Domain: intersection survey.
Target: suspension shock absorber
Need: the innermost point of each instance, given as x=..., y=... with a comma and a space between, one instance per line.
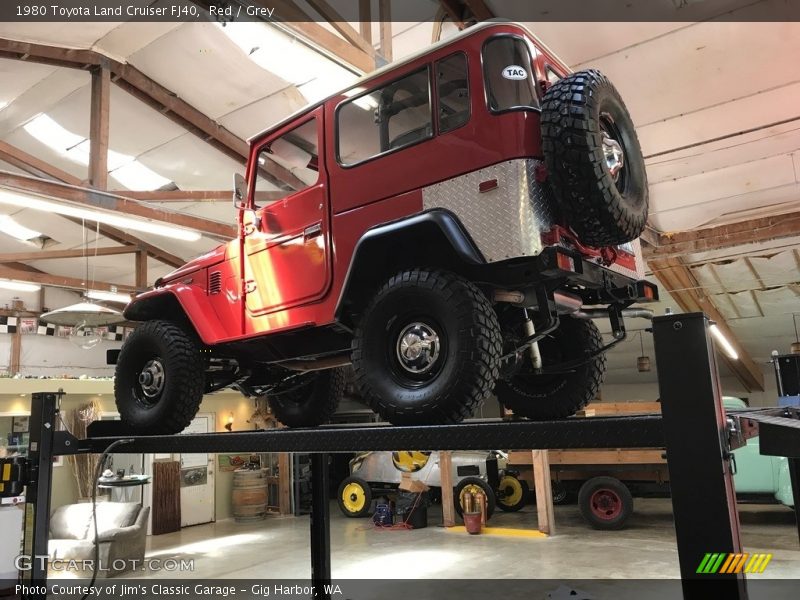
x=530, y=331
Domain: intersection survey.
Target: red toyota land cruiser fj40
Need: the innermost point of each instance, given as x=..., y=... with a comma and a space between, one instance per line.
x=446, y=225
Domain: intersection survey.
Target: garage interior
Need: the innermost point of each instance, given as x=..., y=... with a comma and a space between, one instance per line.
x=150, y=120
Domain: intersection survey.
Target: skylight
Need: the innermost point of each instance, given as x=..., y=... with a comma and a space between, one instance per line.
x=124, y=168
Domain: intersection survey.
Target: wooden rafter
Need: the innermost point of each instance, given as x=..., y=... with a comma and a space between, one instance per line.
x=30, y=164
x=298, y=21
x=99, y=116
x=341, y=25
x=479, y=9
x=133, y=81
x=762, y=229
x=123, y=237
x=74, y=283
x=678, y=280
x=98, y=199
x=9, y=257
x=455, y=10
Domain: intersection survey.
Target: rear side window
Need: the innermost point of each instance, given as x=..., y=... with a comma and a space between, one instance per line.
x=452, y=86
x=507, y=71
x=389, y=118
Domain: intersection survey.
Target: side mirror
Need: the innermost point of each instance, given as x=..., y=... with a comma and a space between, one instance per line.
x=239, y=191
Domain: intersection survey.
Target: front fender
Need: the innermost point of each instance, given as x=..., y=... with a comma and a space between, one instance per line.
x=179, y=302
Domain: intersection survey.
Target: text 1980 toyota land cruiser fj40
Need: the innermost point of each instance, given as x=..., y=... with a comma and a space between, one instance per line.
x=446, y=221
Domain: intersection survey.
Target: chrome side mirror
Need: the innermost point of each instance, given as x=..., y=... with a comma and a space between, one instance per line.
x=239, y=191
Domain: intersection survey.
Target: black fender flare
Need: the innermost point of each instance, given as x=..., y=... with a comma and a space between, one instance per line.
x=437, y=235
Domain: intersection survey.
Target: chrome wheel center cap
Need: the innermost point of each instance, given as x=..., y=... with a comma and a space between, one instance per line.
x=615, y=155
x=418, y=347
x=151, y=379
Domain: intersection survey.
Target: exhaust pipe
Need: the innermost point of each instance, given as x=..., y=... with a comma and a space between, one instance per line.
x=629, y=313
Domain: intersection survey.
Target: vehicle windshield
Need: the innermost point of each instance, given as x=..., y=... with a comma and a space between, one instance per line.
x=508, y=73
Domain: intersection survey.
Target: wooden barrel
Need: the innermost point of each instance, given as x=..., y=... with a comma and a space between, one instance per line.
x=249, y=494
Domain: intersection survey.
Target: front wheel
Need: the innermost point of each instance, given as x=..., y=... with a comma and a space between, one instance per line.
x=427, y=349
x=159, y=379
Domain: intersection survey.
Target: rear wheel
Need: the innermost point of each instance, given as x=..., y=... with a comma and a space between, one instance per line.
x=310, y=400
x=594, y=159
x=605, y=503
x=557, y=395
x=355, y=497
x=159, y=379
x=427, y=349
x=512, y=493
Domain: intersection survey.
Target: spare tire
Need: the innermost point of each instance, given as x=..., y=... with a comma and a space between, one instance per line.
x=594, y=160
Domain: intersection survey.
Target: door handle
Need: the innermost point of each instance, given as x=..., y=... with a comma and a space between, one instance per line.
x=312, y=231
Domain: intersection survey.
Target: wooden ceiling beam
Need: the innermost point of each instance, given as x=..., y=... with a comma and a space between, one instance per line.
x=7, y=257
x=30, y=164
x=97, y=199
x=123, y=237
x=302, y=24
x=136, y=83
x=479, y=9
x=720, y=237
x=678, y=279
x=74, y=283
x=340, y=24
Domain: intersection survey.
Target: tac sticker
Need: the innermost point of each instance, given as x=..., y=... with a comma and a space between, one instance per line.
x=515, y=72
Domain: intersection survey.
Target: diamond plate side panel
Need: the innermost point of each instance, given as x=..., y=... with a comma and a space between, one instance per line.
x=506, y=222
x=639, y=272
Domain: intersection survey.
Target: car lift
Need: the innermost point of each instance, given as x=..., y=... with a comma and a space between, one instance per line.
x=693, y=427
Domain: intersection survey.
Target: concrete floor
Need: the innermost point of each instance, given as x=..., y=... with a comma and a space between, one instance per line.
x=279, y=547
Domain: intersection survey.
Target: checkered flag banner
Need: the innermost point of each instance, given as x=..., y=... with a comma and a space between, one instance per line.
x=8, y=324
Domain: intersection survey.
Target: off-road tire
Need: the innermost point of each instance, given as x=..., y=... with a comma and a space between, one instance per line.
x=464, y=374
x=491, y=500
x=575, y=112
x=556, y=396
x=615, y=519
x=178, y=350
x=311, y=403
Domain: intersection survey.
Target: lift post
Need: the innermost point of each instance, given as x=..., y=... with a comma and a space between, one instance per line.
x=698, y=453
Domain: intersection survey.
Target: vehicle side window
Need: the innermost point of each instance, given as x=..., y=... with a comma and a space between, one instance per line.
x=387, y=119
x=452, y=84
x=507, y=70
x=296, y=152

**The problem:** Each line of the material must be retyped exactly, except that images are omitted.

**Result of this exercise:**
Domain: intersection survey.
Target: suspension shock absorber
Need: the innermost point of each instance, given as x=..., y=... with a comma and a space between, one instance per line.
x=530, y=331
Domain: intersection survey.
Target: red toyota land cruiser fj40
Need: the innermost point of each instance, given as x=..., y=... with a comma and a space between, one instance per line.
x=446, y=225
Domain: intersection survey.
Target: garage interior
Need: the innermost point of each instance, given as x=..., y=... with a comma and a space between, one instance per line.
x=150, y=120
Domain: intersection survey.
Target: skylight
Need: the innermost point of each instance, given as x=..., y=... with a comma and a space between, one instance per line.
x=124, y=168
Domain: intersection survey.
Target: wooden rafter
Need: the innermost point of each instance, given as x=..., y=... with a comma and a space between, one instance per line.
x=30, y=164
x=298, y=21
x=99, y=116
x=341, y=25
x=479, y=9
x=133, y=81
x=762, y=229
x=123, y=237
x=74, y=283
x=678, y=280
x=98, y=199
x=9, y=257
x=455, y=10
Domain: intersection survey.
Target: rear side window
Need: the innermost point of each instance, given as x=..., y=... with a comma and a space between, one instance per line.
x=452, y=86
x=507, y=71
x=389, y=118
Domain: intersection survey.
Target: side mirror
Need: the innermost point of each instance, given as x=..., y=... with a comma and a space between, one instance per line.
x=239, y=191
Domain: intersection survey.
Target: front fender
Need: the innermost point of each instance, given as x=..., y=... with a comma and a space between, one instance per line.
x=179, y=302
Domain: intersection survey.
Target: text 1980 toyota land cruiser fj40
Need: the innermost point of each instance, given as x=..., y=... with a comma and a space between, one instance per line.
x=446, y=221
Domain: intersection survey.
Target: chrome side mirror
Need: the innermost point of each instance, given as x=..., y=... with a comma and a space between, one instance per line.
x=239, y=191
Domain: intersection survey.
Target: black fender flare
Need: the innermost point of each instance, given as x=..., y=... with a comma and a space between, one instance per line.
x=437, y=235
Domain: intersection survey.
Target: chrome wheel center cap
Need: the innermost point of each instance, given as x=..., y=... with a comma and a space between, one instance per line.
x=615, y=155
x=418, y=347
x=151, y=379
Domain: intersection survey.
Target: exhaust pipe
Need: the innermost point of each instance, given as x=..., y=... with a comma and a space between, one instance per line.
x=629, y=313
Domain: intersection survey.
Target: vehicle windshield
Need: the innermost point of each instance, given as x=..., y=... with a comma and a space between, one instance per line.
x=508, y=73
Domain: intersection survey.
Target: wooden barrel
Need: the innermost point of each instance, given as x=..., y=... with a comma and a space between, one instance per line.
x=249, y=494
Domain: intersection survey.
Target: front wheel
Need: the innermost point of each instance, given as x=..., y=... with a comma and a space between, one instance per line.
x=427, y=349
x=159, y=379
Domain: intersection survey.
Target: rear wheel
Need: the innermost point of each instance, given as x=..., y=... with a comma and a space between, one instance per line.
x=310, y=400
x=594, y=159
x=605, y=503
x=557, y=395
x=355, y=497
x=159, y=379
x=427, y=349
x=512, y=493
Domain: intersection survey.
Target: spare tire
Need: the innermost point of each instance, given as x=..., y=... with a comma and a space between, one instance per line.
x=594, y=160
Domain: intersection survey.
Target: door handle
Need: the innermost point of each instance, given as x=..., y=... with a comma and a space between, one instance per line.
x=312, y=231
Domain: intersection survey.
Target: wooden ceiling beam
Need: the innermost point of each instance, given as x=..., y=... with a comma and a space between, one instance per line.
x=7, y=257
x=30, y=164
x=97, y=199
x=123, y=237
x=302, y=24
x=136, y=83
x=479, y=9
x=720, y=237
x=678, y=279
x=74, y=283
x=340, y=24
Domain: intersection survey.
Target: tac sticker
Need: the innermost point of each instance, given as x=..., y=... with a comma and a space between, one instance per line.
x=515, y=72
Domain: intersection survey.
Target: diamond plate side panel
Need: the innermost point of each instance, given as x=..., y=... with a comma and a space between, one instance per line.
x=506, y=222
x=639, y=272
Domain: intersection survey.
Target: car lift
Need: the innermost point of each instance, given as x=..., y=... with a comma and a space between, one instance per line.
x=693, y=427
Domain: intersection survey.
Target: concrete floor
Need: the innermost point of each instance, given as x=..., y=... with a comma and a space between, one instance per line.
x=279, y=547
Domain: intersection survey.
Target: checkered flag banner
Need: the innermost point of each instance, given as x=..., y=... with a comma and a space between, one instance per line.
x=8, y=324
Domain: intersection survey.
Target: off-road tire
Need: the innermost point of each instance, given as x=..., y=... with a comma and a space between, one instance per line.
x=464, y=374
x=491, y=500
x=575, y=112
x=556, y=396
x=615, y=519
x=178, y=350
x=311, y=403
Domain: intersection survey.
Target: lift post
Need: the innermost point of each instance, given as x=..., y=... with a comma and a space between, one instance per line.
x=698, y=453
Domain: intersection survey.
Target: vehicle side window
Need: the innermost point of each instance, given as x=..., y=... with a comma and a space between, one instance per line.
x=387, y=119
x=452, y=84
x=507, y=70
x=296, y=152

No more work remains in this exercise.